**Given request**
Please write what comes next in the article on whether oil prices would fall in 2013, continuing from its last sentence.

**Text section**
Will Oil Come Down in 2013?

Lior is a member of The Motley Fool Blog Network -- entries represent the personal opinion of the blogger and are not formally edited.

Since the beginning of the year the price of oil resumed its upward trend. Will this rally continue? Or will oil prices come down soon? What could explain the recent rise in oil prices? Let’s examine the recent developments in the oil market.

During February (up to date), the price of oil inched down by 0.5%; United States Oil (NYSEMKT: USO), by 0.3%. Despite this modest fall, since the beginning of the year prices of oil increased by 5.6%. United States Oil also rose by 6%.

The rise in the oil prices coincided with the recovery of leading oil and gas companies such as Chevron (NYSE: CVX). This company stock rose by nearly 7.5% (year-to-date). The linear correlation between the stock of Chevron and the daily changes in the price of oil reached 0.57 during 2012-2013. This correlation implies (assuming linearity and normality of figures) that the recovery of oil price could explain nearly 33% of Chevron's stock volatility.

This relation should be taken with a grain of salt, but it does suggest that if the price of oil will continue to rise, assuming all things being equal, the value of Chevron will augment (based on DCF valuation). During 2012, this company's revenues fell by 5%. Part of the drop in revenues is related to the decline in the price of oil during the year by 7%. If the price of oil will remain higher than in 2012, it could pressure up Chevron's stock price. Let's analyze the recent developments in the oil market.  

Storage

During January and February, the U.S. Petroleum and oil stockpiles fell by 7.2 million barrels; it reached 1,791 million barrels by Feb. 8. The current oil stockpiles are 40.3 million barrels above the storage during the same week in 2012. The recent drop in storage suggests the oil market is tightening up. Moreover, the linear correlation between the shifts in stockpiles and oil prices is mid-strong and negative at -0.2. This relation could mean if oil stockpiles will continue to decline, oil prices may further rise.

Supply

From the supply standpoint, according the recent EIA report, the U.S oil imports fell during January and February by almost 2%; as of Feb. 8 it was also 11.5% lower than the same week in 2012.

Refinery inputs also sharply declined during the month by 5.9% and were 0.4% lower than last year. The drop in imports and refinery inputs could have contributed to the recent rally in oil prices during recent weeks. The weekly changes in imports and refinery inputs tend to be negatively correlated with oil prices. Therefore, if imports and refinery inputs will continue to fall, this could suggest oil prices will further rise.

**Supplied entries**
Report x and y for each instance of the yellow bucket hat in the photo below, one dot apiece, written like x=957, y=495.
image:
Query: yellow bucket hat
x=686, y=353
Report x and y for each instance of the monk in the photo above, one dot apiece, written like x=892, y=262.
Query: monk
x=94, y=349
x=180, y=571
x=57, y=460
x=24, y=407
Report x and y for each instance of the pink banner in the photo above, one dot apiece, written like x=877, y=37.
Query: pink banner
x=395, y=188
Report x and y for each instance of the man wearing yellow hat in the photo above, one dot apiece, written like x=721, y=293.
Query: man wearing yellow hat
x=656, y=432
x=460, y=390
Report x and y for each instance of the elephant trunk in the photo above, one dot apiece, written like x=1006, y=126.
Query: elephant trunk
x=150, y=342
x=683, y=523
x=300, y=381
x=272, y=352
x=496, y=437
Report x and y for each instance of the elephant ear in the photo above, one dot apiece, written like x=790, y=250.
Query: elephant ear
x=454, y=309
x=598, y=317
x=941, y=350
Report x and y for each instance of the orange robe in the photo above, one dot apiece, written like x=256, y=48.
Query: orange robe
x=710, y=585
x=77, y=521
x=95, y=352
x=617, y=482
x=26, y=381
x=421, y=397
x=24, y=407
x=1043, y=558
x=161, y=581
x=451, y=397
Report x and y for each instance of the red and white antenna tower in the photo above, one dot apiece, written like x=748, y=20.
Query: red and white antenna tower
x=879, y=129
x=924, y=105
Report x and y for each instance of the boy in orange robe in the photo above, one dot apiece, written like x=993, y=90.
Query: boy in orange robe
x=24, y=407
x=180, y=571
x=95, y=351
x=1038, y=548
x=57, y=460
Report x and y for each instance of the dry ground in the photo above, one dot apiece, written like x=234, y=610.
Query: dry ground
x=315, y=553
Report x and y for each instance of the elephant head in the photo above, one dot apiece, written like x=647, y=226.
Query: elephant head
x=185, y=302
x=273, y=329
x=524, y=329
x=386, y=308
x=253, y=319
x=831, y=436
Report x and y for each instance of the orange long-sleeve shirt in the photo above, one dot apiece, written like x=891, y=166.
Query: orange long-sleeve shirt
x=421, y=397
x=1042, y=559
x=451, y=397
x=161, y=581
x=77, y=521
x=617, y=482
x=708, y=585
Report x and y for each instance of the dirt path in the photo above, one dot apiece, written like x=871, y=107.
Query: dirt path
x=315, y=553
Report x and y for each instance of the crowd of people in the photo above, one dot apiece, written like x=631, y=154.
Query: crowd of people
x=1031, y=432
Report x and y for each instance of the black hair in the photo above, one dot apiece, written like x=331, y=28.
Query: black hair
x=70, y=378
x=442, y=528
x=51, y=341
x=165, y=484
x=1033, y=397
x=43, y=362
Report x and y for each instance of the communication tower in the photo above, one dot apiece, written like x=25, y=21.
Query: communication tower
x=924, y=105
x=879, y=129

**Exercise result**
Despite the recent drop in refinery inputs, major refineries stocks such as Valero Energy (NYSE: VLO) and Marathon Petroleum (NYSE: MPC) have spiked since the beginning of the year -- shares of Valero spiked by 38.4% (year-to-date); shares of Marathon Petroleum, by 20.2%.

Oil price's rise may have helped pull up the value of these companies. Further, if oil prices will remain higher than in previous years, it could augment these companies' operating profits and free cash flow.

These companies' free cash flow remained positive during the first nine months of 2012: Marathon's free cash flow (FCF) reached $1.4 billion; Valero Energy's FCF was $2.5 billion. This allowed these companies to improve their financial situation by repaying debt or by buying back stocks. Valero Energy paid back during 2012 nearly $2.2 billion of its debt. Marathon repurchased $800 million of its stocks. Therefore, a rise in oil prices and refineries input could keep these companies on this path.

OPEC left its total production unchanged in recent months despite the tensions between Iran and the West. On the other hand, non-OPEC countries' production slightly declined during January. If the production won't increase in non-OPEC countries this could also contribute to the rise in oil prices. 

Demand

From the demand standpoint, the US economy has contracted in the last quarter of 2012: the GDP shrunk by 0.1%. Furthermore, the EU economy has also contracted during the fourth quarter of 2012 by 0.6%. The leading economies in the EU have also contracted: Germany's GDP fell by 0.6%; France's GDP, by 0.3%.

These figures suggest the demand for oil in these economies has contracted in the last quarter of 2012. Despite these figures, the IEA estimates the global oil demand is expected to rise by a higher rate than it had been estimated in previous months. This could be due to a colder winter than last year and the rise in demand in Asia, including China and Japan.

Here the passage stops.